- Work order
In the season reflection below, what position does Kate hold at Blue Moon?

- Extract provided
╭──

Reflections on the Season, Part 1
This is how it all begins, with a few trays of seeds and soil in the greenhouse. It's the frozen depths of February, but planting these seeds is our perennial act of faith, that spring will come again--the snow will melt, the soil will warm, and we will nurture thousands upon thousands of seeds into an abundance of vegetables. Despite a later-than-usual spring (we're looking at you, April blizzard!), the season hit the ground running, and we're so pleased that our fields produced the abundance of beauty and deliciousness that it did!
Of course it's not that simply, or passive. Our success this year has much to do with our smart, energetic, and hard-working team. Kate our Farm Manager, is closing her 5th season with Blue Moon and knows it like the back of her hand. She has managed most aspects of the farm, and people will sometimes mistake her for the owner because of the ease with which she leads. We were joined this year by Tanya, our Assistant Manager, whose energy is boundless and her optimism and good nature cannot be squashed (ever!!). She's amazing.

╰──

- Record excerpts
╭──

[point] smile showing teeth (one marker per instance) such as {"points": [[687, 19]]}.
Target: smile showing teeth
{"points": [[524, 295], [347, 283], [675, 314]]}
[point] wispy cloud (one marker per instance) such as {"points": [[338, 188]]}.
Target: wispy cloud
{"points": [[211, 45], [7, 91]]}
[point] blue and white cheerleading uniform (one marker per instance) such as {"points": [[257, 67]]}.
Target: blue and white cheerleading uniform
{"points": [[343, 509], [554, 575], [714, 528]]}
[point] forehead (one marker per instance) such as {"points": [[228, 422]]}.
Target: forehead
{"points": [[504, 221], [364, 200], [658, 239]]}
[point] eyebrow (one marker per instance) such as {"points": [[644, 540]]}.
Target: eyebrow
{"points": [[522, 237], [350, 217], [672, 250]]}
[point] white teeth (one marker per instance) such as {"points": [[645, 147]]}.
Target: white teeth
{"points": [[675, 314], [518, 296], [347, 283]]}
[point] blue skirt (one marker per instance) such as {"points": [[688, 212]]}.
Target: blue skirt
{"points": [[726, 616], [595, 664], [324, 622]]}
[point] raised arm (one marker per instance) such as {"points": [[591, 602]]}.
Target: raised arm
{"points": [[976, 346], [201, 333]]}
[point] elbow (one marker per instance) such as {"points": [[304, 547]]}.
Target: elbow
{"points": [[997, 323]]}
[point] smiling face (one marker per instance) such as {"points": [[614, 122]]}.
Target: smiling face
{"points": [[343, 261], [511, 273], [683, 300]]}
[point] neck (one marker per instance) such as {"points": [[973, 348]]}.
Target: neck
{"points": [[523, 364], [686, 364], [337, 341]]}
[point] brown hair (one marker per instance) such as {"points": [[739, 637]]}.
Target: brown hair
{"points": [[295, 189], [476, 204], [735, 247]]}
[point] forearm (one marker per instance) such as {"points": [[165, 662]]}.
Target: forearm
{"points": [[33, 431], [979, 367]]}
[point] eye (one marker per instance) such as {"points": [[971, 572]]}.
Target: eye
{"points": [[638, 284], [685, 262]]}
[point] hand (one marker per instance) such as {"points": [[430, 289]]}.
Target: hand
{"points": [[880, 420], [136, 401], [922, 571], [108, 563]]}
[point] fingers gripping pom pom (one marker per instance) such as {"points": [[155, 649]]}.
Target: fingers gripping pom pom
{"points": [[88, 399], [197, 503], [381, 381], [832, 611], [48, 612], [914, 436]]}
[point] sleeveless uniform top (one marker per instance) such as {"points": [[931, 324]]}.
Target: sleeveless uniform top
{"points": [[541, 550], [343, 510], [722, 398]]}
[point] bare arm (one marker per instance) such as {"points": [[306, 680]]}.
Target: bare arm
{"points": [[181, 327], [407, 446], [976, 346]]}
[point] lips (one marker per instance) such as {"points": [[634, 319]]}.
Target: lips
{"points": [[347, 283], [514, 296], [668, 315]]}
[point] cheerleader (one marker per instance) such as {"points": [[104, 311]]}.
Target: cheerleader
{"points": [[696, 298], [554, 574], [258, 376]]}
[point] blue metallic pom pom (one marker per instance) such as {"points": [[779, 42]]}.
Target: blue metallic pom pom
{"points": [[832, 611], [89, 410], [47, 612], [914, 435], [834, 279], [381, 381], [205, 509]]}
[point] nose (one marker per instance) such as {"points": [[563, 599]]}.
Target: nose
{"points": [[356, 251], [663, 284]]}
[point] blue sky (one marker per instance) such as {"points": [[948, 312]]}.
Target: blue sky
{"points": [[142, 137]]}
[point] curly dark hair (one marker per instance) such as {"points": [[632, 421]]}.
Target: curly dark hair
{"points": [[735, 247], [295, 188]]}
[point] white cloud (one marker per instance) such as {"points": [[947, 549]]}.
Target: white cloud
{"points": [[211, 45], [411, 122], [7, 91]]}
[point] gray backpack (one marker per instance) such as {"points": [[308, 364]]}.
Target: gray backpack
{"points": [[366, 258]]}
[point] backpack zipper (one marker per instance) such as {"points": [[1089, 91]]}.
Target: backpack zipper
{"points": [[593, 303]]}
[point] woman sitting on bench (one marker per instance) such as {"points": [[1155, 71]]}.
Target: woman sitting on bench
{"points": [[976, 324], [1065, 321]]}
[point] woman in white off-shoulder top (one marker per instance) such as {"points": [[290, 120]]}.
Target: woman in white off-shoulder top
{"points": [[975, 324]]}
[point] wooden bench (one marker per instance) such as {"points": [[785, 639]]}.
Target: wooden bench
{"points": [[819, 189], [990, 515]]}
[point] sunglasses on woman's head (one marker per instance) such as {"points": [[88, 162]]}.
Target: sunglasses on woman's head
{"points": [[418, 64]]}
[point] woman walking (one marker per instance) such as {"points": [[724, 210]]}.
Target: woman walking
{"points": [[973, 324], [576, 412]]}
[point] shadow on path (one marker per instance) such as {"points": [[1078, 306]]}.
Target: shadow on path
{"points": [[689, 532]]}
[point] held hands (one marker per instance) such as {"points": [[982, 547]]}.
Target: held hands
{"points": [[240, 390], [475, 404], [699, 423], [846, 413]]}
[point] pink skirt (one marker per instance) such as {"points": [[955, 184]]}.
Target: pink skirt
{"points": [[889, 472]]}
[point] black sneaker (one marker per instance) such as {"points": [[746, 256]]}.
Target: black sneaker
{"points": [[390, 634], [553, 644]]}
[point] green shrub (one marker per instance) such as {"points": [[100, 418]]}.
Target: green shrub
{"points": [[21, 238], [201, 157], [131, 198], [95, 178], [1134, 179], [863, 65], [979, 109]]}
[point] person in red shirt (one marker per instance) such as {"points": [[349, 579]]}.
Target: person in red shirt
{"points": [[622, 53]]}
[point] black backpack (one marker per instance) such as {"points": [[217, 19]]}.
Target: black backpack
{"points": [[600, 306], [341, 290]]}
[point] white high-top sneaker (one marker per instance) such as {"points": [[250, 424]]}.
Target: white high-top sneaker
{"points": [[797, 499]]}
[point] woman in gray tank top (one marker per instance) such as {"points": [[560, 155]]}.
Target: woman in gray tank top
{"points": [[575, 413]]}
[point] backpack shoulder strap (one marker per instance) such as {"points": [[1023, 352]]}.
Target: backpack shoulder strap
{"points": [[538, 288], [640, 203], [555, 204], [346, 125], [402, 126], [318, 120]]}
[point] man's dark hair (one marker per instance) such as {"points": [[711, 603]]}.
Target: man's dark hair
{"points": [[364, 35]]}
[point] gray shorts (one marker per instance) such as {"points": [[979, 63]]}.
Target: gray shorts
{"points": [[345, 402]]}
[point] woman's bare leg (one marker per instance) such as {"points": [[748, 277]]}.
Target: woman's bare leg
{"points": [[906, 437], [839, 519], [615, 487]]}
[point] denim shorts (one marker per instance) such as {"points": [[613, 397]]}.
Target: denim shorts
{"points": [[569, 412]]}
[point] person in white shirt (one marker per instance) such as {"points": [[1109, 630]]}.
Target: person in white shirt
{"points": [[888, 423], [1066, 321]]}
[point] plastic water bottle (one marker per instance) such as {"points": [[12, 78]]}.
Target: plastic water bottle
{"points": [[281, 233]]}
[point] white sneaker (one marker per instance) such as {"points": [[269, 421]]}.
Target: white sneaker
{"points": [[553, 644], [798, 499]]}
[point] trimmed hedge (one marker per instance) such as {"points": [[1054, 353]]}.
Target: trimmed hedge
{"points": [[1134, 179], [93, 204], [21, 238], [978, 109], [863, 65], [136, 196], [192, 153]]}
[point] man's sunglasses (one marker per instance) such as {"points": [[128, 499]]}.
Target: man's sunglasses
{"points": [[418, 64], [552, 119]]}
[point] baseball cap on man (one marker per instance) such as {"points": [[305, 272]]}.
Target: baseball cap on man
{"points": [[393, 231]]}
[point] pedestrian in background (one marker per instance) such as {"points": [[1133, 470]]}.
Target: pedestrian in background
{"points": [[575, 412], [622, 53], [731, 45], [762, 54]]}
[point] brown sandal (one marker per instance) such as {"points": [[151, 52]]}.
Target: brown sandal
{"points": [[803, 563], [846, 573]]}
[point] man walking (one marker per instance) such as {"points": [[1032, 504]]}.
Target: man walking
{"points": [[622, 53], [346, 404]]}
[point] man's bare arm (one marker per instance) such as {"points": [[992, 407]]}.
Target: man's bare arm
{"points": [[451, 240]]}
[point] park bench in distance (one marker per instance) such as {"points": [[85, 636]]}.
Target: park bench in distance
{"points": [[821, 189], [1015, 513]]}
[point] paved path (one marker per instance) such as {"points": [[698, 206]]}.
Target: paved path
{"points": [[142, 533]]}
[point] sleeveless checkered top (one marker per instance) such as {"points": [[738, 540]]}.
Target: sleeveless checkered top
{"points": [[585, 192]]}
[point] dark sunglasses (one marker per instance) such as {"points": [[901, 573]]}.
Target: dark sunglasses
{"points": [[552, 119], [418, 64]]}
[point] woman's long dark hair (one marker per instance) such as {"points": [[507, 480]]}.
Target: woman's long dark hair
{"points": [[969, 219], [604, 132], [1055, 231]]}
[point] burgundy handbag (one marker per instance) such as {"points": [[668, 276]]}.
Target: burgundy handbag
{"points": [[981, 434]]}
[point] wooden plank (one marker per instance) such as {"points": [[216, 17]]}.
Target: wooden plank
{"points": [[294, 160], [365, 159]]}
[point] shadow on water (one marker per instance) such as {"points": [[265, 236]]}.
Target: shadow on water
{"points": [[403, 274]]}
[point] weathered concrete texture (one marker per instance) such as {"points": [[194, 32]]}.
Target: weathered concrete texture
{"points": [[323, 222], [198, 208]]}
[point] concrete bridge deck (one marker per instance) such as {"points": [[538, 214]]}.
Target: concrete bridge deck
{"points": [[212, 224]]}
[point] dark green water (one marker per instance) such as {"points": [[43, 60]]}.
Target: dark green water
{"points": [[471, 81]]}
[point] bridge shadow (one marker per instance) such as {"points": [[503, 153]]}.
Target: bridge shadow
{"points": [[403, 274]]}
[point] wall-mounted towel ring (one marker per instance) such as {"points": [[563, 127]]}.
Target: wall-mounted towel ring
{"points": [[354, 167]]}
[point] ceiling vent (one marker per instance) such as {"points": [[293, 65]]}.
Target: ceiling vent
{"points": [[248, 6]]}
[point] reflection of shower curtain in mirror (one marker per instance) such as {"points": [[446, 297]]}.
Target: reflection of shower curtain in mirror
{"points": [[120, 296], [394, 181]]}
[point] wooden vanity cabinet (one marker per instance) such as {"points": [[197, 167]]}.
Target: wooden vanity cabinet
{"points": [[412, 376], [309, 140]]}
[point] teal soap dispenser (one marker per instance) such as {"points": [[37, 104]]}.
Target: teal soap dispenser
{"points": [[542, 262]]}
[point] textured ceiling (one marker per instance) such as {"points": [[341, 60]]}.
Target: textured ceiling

╰──

- Exercise response
Farm Manager